## PEDIDO POR ESCRITO
Identifique nos itens abaixo todas as linhas que contêm a palavra "wall" e copie cada uma delas.
________
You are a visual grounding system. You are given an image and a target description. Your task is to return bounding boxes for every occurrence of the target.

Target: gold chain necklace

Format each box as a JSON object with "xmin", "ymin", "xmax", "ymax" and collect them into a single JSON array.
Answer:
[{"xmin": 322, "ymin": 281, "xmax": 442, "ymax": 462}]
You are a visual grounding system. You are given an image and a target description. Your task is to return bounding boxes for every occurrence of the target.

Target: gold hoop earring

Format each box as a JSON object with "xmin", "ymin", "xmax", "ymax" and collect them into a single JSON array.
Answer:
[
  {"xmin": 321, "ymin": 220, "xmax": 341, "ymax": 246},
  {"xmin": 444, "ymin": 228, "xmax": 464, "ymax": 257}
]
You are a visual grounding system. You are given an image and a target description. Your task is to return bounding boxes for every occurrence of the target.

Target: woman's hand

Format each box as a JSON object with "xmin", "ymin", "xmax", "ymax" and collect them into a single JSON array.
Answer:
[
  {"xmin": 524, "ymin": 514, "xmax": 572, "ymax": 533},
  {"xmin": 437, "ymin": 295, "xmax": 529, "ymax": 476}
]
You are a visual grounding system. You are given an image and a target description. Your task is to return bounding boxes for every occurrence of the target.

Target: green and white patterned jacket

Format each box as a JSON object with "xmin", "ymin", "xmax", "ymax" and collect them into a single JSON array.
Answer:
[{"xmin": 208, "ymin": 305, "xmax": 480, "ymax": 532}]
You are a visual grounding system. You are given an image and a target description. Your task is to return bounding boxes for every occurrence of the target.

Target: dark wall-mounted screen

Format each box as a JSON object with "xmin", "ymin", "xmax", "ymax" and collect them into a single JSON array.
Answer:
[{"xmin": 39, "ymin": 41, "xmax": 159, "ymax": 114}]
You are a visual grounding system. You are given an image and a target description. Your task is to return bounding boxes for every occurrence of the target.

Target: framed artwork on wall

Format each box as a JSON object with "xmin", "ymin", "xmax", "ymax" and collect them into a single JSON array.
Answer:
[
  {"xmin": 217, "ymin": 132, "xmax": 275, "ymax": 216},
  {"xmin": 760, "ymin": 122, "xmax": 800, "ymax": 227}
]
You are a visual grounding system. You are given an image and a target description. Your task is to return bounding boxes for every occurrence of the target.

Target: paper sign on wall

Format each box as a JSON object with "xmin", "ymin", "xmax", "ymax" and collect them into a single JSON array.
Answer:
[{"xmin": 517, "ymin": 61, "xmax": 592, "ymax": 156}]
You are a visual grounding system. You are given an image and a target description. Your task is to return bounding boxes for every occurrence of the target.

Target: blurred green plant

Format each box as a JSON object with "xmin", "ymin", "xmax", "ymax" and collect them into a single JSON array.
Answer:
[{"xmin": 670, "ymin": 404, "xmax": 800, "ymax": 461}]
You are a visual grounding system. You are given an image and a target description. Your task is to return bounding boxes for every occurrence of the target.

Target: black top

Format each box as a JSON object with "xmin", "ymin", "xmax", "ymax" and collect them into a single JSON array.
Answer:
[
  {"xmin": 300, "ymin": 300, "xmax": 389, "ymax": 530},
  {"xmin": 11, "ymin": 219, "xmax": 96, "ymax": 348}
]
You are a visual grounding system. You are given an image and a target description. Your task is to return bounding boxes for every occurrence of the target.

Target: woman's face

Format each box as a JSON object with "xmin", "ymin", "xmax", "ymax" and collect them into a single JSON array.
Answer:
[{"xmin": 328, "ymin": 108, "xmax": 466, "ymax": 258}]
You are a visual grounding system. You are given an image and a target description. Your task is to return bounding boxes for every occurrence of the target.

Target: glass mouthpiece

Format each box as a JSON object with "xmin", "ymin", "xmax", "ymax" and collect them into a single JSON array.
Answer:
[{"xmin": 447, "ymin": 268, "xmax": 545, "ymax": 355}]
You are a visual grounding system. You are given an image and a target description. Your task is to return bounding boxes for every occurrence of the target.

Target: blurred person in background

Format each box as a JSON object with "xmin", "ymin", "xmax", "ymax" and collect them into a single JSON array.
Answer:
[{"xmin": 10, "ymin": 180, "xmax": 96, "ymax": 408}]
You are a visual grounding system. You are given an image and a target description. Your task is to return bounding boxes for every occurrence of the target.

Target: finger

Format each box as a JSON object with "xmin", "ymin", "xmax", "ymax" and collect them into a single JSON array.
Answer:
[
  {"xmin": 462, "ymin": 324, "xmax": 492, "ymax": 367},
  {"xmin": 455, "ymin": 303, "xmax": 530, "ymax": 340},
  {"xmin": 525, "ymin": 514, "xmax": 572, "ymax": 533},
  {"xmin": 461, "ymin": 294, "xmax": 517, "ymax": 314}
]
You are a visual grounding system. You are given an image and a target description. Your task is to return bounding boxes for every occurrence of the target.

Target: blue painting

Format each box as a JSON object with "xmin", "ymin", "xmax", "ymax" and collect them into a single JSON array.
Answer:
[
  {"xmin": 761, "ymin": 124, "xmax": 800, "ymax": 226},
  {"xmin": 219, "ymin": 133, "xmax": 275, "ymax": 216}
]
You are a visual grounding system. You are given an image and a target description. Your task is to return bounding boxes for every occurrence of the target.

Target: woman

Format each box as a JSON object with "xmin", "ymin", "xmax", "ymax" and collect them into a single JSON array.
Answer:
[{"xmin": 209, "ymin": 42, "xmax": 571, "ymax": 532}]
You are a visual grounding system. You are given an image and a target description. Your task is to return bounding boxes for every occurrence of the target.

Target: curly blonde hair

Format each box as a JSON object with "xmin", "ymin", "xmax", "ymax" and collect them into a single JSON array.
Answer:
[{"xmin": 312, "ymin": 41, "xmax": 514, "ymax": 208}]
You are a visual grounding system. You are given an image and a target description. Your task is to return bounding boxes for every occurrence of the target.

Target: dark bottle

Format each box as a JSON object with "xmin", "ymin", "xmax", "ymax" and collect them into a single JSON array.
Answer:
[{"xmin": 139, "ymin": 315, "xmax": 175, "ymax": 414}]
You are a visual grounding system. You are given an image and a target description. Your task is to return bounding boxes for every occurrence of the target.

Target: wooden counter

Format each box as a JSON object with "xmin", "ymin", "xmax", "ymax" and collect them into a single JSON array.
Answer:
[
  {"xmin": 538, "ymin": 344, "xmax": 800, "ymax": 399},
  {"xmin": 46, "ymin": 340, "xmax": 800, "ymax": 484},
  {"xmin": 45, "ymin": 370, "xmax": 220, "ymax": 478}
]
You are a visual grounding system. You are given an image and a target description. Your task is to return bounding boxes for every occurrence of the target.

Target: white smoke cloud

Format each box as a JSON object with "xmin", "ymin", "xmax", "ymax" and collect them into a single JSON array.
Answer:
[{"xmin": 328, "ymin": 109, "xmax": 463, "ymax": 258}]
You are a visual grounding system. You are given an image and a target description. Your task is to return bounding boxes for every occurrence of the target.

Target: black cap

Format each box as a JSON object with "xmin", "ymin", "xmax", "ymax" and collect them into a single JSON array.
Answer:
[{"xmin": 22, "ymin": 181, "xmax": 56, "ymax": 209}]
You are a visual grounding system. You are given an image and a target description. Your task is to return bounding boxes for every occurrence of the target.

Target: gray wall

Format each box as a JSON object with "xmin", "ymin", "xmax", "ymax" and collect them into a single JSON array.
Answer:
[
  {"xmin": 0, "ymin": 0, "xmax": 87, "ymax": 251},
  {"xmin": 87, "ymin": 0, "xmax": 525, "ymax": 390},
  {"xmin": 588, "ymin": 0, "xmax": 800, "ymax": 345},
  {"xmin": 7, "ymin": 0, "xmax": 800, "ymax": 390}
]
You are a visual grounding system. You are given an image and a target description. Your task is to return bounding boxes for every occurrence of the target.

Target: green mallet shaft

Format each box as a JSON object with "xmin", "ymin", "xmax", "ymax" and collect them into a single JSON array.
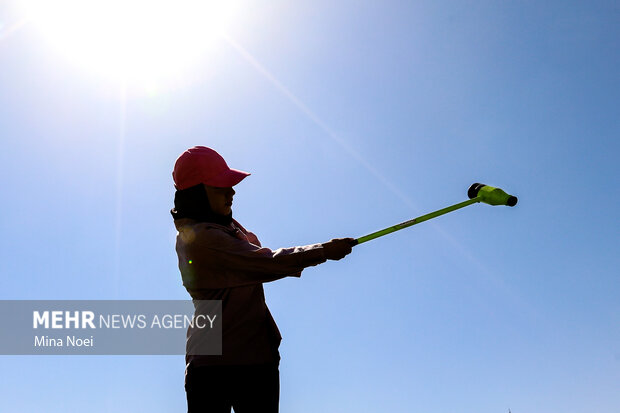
________
## RESPOSTA DO EXERCÍCIO
Target: dark wall-mounted screen
Target: framed artwork on wall
Target: paper sign on wall
Target: gray wall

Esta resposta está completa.